* **EXERCISE DETAILS**: Scan the entries for the word "foliage", and copy every line where it appears.

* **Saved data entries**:
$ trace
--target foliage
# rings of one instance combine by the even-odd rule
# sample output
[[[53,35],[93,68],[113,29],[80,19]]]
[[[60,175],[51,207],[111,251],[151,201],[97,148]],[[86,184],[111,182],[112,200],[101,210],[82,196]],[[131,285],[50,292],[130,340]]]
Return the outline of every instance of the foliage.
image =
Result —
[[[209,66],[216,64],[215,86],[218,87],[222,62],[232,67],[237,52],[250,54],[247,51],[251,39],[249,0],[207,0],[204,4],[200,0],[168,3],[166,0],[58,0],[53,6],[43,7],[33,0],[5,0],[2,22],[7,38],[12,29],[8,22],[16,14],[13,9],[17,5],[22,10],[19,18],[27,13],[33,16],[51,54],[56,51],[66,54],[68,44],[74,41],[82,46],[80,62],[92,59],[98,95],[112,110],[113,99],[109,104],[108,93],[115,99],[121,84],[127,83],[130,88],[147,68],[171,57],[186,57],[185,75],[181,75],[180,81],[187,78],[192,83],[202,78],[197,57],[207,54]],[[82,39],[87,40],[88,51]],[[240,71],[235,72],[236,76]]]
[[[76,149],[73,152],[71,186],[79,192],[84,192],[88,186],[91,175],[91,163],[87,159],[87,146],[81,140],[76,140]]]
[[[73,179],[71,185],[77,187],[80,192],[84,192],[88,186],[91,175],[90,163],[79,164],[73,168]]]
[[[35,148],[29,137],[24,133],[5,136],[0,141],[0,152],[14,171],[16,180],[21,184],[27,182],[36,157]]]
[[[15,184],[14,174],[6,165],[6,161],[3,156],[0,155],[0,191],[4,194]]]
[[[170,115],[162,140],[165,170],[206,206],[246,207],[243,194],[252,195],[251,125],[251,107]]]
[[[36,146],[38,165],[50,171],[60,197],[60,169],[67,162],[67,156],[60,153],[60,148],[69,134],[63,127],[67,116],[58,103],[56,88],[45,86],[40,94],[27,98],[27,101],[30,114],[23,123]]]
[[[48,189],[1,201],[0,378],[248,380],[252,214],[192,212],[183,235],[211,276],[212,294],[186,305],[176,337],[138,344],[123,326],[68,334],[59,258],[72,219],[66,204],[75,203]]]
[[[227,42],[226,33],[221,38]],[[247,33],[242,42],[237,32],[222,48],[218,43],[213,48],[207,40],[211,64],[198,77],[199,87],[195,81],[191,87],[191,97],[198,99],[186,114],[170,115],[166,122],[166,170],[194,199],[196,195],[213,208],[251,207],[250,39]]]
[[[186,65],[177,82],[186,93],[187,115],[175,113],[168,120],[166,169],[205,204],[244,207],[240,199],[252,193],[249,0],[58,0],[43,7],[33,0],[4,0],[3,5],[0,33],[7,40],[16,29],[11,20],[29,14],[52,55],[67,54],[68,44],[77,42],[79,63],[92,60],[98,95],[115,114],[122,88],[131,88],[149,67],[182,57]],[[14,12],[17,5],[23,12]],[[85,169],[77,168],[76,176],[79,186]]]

* **TASK SOLUTION**:
--target foliage
Return the outline of every instance of the foliage.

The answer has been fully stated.